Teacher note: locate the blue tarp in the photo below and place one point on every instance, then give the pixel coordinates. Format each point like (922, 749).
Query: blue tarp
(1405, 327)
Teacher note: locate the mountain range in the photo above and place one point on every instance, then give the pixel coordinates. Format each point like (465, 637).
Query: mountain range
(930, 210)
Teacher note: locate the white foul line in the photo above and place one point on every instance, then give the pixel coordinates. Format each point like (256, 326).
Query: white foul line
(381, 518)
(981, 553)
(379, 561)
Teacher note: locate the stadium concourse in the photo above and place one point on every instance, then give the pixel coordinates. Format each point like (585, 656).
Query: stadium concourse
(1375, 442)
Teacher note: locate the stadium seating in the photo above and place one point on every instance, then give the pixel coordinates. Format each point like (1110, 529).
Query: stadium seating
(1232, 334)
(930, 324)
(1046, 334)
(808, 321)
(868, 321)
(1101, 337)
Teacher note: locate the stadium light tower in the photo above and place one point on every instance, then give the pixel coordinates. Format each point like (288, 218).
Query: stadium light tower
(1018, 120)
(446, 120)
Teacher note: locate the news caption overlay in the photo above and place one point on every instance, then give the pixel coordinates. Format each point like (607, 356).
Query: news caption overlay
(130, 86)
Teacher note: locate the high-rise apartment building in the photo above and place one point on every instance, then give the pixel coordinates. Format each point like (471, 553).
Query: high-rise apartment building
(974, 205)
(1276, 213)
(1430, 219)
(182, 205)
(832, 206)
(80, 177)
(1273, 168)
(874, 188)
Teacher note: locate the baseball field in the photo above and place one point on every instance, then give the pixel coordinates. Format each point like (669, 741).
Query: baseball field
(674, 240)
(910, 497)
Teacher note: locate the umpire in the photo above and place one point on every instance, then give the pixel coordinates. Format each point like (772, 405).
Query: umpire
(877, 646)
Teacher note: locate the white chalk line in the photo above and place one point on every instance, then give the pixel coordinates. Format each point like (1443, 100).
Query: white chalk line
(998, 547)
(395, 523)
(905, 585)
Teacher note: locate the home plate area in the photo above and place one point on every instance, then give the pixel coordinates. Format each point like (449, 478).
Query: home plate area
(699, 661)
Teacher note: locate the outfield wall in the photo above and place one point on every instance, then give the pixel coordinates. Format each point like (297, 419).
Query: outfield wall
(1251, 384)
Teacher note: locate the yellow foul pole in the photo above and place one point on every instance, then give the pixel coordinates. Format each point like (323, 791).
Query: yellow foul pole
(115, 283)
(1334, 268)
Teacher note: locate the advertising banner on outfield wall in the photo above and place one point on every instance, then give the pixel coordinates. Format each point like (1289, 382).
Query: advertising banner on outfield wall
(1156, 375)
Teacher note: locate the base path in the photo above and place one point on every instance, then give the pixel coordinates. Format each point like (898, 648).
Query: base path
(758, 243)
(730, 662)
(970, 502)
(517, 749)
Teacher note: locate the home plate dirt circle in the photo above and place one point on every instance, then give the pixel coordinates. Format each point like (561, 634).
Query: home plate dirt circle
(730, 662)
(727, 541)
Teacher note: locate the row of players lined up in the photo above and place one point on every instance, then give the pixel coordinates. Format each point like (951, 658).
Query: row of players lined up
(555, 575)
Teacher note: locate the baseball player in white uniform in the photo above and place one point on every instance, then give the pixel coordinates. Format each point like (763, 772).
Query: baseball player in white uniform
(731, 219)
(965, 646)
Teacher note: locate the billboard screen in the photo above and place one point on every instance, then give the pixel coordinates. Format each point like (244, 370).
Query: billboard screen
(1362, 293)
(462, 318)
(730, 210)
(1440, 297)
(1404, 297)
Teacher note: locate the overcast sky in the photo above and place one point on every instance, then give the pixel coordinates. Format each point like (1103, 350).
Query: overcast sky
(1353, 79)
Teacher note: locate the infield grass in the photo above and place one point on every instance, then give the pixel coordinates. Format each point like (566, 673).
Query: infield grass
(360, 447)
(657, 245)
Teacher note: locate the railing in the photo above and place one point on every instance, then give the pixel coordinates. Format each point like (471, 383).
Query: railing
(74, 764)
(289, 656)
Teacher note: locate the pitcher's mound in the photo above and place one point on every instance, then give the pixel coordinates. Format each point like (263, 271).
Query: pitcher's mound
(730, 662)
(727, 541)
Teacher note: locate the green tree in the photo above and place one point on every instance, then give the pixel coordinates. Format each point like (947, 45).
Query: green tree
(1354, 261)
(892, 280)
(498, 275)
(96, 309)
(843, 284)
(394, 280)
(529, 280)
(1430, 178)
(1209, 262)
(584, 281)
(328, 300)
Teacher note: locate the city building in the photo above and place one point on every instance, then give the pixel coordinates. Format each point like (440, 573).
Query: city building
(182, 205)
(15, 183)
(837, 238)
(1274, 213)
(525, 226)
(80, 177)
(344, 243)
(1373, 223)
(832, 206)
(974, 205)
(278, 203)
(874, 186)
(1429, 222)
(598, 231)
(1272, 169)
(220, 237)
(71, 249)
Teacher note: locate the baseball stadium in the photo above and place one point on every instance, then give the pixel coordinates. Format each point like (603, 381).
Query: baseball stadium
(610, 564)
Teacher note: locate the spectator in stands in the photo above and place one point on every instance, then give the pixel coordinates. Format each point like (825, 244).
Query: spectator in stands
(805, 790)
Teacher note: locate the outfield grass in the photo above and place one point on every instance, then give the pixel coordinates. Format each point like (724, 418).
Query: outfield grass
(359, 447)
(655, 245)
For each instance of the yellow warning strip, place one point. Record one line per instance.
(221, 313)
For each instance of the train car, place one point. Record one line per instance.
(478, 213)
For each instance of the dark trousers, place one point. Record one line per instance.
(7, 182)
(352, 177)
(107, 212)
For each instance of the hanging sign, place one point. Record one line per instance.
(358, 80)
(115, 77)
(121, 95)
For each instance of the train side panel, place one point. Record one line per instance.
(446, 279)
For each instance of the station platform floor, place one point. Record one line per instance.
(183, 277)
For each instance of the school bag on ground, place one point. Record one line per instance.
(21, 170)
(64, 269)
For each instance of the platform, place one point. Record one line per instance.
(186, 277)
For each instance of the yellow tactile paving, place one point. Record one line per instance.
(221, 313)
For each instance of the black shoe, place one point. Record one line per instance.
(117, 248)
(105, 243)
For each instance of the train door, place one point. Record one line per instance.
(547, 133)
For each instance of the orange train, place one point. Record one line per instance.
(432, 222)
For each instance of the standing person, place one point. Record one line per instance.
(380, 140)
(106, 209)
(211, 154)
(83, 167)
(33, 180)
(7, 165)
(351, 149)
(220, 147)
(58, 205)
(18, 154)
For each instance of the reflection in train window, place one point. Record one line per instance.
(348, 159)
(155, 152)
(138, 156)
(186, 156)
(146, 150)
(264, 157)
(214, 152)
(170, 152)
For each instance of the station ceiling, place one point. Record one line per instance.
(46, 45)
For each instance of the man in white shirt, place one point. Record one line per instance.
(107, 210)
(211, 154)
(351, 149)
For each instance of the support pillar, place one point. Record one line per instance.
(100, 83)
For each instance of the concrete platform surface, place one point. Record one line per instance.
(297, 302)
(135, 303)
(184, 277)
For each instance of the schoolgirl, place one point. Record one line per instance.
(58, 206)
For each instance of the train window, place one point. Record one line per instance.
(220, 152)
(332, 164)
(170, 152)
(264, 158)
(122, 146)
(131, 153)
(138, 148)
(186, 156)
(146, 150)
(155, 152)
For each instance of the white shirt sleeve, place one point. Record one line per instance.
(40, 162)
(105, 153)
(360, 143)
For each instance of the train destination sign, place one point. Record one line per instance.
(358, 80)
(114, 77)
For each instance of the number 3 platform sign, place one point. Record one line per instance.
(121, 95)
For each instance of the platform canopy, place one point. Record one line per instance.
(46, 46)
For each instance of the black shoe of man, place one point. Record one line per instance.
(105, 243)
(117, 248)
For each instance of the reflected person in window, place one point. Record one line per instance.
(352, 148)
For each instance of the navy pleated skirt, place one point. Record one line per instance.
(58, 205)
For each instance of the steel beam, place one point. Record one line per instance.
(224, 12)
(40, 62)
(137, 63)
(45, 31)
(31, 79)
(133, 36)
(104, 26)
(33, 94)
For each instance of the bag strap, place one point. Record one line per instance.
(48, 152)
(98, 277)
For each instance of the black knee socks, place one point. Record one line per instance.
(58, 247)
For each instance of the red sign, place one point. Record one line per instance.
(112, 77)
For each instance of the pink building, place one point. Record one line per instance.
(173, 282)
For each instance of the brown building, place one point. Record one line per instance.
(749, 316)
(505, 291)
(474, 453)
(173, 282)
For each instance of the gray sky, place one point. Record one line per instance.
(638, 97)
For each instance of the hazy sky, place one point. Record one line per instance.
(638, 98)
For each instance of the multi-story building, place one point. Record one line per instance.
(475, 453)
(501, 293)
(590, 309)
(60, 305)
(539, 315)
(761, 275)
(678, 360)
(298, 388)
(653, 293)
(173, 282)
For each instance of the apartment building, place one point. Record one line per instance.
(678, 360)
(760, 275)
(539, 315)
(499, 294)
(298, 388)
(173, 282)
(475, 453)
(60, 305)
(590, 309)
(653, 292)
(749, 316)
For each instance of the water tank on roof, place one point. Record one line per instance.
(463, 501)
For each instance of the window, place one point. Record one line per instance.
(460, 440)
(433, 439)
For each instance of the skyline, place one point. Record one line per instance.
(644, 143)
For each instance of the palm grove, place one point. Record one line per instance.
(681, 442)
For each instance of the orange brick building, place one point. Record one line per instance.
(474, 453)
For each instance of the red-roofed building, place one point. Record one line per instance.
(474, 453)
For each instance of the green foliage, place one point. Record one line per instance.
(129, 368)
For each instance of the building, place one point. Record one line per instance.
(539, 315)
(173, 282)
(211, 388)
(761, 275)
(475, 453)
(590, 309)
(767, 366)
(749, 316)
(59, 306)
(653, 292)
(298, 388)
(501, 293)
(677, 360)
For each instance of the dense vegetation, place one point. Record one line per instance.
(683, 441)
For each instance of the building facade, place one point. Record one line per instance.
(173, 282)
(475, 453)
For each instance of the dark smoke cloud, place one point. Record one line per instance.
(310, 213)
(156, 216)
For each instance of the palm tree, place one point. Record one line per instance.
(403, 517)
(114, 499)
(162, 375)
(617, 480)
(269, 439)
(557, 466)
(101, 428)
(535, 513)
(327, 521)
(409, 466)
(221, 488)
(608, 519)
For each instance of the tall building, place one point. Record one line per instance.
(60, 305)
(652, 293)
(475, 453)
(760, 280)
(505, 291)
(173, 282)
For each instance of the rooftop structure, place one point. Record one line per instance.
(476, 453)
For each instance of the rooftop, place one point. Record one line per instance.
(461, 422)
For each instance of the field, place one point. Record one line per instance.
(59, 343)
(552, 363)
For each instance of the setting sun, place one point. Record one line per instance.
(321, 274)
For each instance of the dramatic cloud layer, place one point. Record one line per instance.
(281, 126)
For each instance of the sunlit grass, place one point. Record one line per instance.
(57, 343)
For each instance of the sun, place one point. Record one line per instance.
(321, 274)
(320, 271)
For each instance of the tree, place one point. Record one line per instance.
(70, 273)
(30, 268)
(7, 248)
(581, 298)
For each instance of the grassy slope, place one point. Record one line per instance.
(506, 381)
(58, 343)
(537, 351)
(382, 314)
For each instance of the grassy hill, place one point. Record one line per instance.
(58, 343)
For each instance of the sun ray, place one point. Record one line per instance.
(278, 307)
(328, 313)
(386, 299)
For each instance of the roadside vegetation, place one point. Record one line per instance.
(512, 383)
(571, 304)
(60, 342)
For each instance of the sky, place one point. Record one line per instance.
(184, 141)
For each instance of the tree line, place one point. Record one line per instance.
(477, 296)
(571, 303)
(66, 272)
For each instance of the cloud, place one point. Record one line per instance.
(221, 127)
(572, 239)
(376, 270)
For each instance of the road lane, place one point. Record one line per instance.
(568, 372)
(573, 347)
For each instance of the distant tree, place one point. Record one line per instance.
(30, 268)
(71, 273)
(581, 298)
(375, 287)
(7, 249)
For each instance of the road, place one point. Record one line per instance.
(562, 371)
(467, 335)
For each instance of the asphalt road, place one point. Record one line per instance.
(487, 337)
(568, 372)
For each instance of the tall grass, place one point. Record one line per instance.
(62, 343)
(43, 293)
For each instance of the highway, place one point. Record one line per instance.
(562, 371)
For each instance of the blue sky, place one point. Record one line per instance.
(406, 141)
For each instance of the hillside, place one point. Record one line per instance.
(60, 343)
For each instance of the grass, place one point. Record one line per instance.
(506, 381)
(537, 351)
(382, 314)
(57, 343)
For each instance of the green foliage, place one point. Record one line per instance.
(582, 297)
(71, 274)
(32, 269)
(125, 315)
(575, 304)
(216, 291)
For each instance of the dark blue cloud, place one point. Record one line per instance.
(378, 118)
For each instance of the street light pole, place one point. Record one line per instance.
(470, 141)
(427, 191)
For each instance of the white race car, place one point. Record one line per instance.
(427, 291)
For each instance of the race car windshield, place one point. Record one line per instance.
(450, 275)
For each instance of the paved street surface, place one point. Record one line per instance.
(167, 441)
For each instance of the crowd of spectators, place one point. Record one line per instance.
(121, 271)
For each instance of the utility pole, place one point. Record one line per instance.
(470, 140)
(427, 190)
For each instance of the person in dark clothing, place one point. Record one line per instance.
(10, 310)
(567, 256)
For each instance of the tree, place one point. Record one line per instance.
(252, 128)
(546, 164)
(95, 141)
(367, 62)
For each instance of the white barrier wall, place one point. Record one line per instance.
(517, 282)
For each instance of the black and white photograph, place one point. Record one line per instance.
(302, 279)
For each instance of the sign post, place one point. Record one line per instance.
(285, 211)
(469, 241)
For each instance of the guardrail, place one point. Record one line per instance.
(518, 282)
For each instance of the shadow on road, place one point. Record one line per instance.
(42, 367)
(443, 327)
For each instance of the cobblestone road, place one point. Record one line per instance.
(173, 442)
- - - -
_Task details_:
All lines above from the one containing "Teacher note: locate the row" to the one containing "Teacher note: locate the railing" must be repeated exactly, both lines included, and no others.

_The completed task_:
Teacher note: locate the row of players lined up in the photo above and place one point on every instance, then give the pixel coordinates. Format each point like (951, 658).
Query: row of players lined up
(555, 575)
Teacher note: locate the baseball player in white uniform in the photo above and place one point on every instance, then give the pixel coordinates. Format each point like (763, 772).
Query: baseball player in white uniform
(731, 219)
(965, 646)
Teacher note: locate the billboard screen in the photo above and place one point on every instance, then give the pixel coordinates. Format each point like (244, 370).
Query: billboard screen
(1362, 293)
(462, 318)
(730, 210)
(1440, 297)
(1404, 297)
Teacher note: locate the overcast sky in the photo above and place one point on every instance, then give the pixel coordinates. Format each point like (1103, 350).
Query: overcast sky
(1353, 79)
Teacher note: locate the infield grass in the photo above and place one point on every instance, then give the pixel coordinates. Format each point like (566, 673).
Query: infield grass
(360, 447)
(657, 245)
Teacher note: locate the railing in the photo above and place one point on every instance, then give the pixel coordinates. Format each point like (471, 383).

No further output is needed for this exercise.